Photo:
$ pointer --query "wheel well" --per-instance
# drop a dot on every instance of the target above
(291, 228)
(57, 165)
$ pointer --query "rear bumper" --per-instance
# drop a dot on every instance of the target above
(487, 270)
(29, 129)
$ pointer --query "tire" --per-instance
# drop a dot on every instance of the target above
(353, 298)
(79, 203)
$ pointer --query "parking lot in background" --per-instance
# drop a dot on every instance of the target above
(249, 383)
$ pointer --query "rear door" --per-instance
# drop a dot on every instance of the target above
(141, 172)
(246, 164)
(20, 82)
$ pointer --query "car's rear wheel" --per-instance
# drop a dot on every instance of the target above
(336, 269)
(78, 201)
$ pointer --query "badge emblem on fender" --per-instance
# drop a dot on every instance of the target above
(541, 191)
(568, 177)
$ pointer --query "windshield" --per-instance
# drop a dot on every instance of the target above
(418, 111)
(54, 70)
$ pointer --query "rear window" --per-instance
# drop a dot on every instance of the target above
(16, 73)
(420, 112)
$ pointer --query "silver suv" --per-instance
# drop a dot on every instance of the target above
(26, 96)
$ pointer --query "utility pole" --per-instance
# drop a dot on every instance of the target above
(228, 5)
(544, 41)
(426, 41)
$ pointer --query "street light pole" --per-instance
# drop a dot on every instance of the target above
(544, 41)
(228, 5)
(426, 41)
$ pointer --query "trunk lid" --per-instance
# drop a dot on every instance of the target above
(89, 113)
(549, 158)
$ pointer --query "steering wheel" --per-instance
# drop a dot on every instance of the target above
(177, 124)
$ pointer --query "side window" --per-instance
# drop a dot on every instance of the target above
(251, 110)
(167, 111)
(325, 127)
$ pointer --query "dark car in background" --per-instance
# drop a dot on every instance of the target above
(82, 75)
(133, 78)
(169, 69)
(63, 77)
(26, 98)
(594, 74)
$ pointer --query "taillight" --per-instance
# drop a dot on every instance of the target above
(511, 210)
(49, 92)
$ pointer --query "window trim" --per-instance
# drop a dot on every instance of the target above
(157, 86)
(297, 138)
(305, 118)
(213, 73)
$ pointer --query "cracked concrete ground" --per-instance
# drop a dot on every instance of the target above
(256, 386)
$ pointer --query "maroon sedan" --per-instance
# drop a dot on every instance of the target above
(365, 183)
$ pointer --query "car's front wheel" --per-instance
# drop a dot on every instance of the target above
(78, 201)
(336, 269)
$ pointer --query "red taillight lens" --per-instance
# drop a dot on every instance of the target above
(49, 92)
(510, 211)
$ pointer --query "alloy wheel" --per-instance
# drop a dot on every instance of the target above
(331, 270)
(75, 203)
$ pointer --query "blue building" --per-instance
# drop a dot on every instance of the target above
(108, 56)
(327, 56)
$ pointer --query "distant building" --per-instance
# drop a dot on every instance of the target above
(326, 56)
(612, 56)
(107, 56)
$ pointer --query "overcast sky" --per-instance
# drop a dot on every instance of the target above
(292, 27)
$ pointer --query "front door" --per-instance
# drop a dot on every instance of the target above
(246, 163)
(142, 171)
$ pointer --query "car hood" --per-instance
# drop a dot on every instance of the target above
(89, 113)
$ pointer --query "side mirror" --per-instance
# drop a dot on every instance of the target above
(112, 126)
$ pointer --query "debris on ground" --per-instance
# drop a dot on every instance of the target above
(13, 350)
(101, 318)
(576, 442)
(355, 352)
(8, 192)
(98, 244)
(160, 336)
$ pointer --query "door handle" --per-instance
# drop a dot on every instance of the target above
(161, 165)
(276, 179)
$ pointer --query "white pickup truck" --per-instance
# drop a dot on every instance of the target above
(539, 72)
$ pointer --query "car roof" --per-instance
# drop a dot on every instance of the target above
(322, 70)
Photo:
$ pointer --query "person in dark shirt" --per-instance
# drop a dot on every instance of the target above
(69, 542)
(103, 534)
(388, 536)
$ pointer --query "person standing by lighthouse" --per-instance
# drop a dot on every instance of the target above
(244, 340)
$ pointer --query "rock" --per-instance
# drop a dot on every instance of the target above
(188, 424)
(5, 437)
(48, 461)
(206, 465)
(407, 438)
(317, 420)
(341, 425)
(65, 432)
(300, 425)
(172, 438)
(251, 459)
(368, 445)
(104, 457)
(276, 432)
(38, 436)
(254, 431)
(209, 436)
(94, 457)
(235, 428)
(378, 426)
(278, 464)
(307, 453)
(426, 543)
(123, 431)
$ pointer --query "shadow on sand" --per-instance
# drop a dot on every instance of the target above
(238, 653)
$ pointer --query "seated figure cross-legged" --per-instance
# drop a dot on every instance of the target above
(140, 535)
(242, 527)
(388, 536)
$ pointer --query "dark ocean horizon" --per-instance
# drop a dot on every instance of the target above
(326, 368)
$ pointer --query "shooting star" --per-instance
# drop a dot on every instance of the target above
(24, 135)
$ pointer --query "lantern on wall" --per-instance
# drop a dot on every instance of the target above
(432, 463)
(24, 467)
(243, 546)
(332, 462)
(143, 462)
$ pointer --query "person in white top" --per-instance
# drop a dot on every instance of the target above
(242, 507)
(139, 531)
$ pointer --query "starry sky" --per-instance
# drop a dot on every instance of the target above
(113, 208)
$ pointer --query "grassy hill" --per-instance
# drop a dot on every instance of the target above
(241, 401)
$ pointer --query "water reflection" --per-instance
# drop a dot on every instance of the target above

──────────────────────────────

» **WORK INSTRUCTION**: State the number of lines in this listing that contain the string "door", and add nothing else.

» **SOLUTION FOR THIS TASK**: 3